*** Given records

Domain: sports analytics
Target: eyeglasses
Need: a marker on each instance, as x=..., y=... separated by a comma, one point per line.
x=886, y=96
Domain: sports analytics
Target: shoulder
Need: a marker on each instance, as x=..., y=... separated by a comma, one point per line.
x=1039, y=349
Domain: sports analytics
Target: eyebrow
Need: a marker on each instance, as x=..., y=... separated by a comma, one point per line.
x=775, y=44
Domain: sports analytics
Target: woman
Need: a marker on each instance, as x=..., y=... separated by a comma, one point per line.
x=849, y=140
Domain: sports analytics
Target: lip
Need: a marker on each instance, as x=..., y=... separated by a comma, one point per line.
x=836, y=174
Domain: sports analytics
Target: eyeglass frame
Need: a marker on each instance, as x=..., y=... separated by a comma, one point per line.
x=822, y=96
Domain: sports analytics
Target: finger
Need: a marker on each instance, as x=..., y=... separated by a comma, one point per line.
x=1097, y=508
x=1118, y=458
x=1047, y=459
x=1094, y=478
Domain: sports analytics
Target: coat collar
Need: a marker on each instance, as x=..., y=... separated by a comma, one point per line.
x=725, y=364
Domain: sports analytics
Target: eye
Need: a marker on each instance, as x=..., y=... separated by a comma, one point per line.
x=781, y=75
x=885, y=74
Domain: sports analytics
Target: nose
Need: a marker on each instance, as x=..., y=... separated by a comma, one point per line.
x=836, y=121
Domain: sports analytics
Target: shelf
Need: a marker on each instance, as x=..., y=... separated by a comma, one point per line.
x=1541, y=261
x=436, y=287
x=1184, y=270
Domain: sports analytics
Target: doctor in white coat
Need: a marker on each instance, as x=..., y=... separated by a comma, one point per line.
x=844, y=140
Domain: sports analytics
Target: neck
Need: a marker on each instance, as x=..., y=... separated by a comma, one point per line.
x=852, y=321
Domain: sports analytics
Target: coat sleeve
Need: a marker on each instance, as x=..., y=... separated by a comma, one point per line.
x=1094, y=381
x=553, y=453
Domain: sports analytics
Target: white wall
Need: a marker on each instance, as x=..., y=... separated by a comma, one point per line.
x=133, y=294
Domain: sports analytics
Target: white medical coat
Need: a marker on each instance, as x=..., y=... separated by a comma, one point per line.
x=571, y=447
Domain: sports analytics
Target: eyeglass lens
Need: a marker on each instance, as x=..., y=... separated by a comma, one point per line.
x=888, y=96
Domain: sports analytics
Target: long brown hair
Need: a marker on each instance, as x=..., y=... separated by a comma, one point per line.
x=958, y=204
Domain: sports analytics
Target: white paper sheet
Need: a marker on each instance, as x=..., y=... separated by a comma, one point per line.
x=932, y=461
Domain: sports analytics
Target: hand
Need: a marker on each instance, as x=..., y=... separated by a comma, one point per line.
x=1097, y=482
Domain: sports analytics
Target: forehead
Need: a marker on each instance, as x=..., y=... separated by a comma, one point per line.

******

Find every line of the records holding "coat". Answer with the count alone.

◆ Written response: 4